Task directions: Retype the data that follows line by line, exactly, and leave its pictures out.

Entries from a point annotation set
——

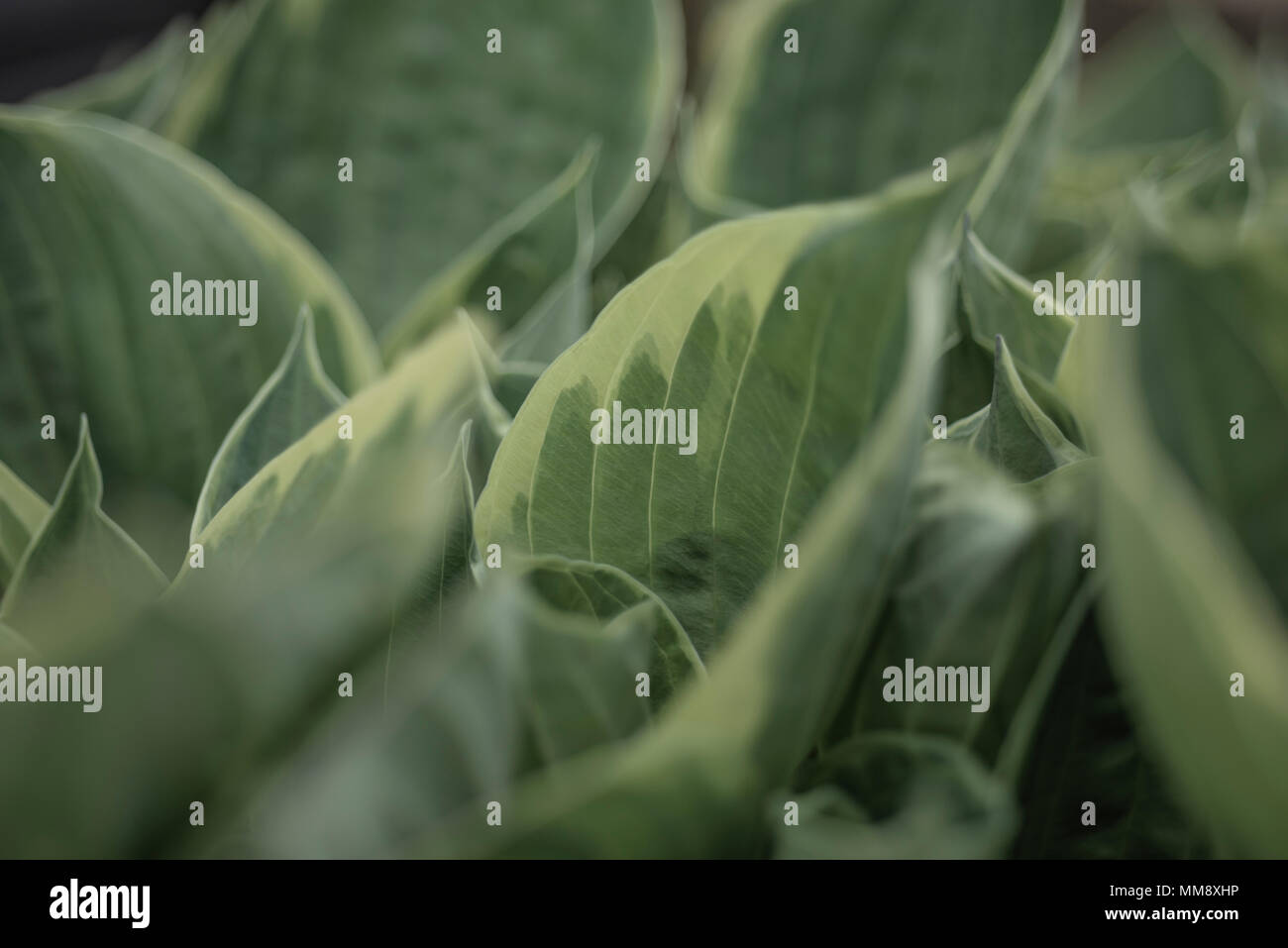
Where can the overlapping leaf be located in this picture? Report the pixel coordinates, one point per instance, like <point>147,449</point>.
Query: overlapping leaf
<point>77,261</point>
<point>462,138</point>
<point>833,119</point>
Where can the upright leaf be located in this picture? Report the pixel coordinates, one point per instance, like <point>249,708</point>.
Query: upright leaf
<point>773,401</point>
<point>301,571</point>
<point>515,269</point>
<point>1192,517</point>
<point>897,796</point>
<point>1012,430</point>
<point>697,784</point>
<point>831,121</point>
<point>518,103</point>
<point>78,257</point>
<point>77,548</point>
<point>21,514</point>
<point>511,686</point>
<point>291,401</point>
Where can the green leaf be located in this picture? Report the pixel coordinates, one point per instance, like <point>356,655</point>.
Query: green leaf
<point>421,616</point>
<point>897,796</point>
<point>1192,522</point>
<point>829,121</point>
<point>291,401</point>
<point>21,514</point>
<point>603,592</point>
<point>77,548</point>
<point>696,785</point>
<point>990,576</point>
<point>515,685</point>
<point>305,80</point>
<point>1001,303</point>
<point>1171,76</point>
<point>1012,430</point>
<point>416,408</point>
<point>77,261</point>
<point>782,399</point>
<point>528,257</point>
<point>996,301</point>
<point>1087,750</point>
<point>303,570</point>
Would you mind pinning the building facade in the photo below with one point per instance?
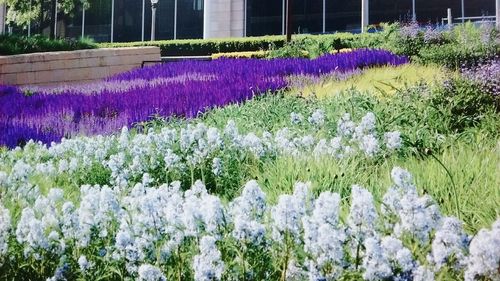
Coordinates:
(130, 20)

——

Final answer:
Where can the overlapping leaf be located in this picture? Report the pixel coordinates, one point per instance, like <point>147,449</point>.
Query: overlapping leaf
<point>77,261</point>
<point>462,138</point>
<point>833,119</point>
Where can the upright leaf be located in this picture? Report the pixel coordinates, one point per instance, like <point>249,708</point>.
Query: upright leaf
<point>773,401</point>
<point>301,571</point>
<point>515,269</point>
<point>1192,517</point>
<point>897,796</point>
<point>1012,430</point>
<point>697,784</point>
<point>831,121</point>
<point>518,103</point>
<point>78,257</point>
<point>77,548</point>
<point>21,514</point>
<point>511,686</point>
<point>291,401</point>
Where can the green leaf be located in this picture? Report the pixel coordinates, one point per instance, like <point>356,655</point>.
Query: green leaf
<point>421,616</point>
<point>897,796</point>
<point>1192,522</point>
<point>829,121</point>
<point>291,401</point>
<point>21,514</point>
<point>603,592</point>
<point>77,548</point>
<point>696,785</point>
<point>990,576</point>
<point>515,685</point>
<point>305,80</point>
<point>1001,303</point>
<point>1171,76</point>
<point>1012,430</point>
<point>416,408</point>
<point>77,261</point>
<point>782,399</point>
<point>528,257</point>
<point>996,301</point>
<point>1087,750</point>
<point>303,570</point>
Would you mind pinning the building facade in the photo below with one point per instance?
Coordinates:
(130, 20)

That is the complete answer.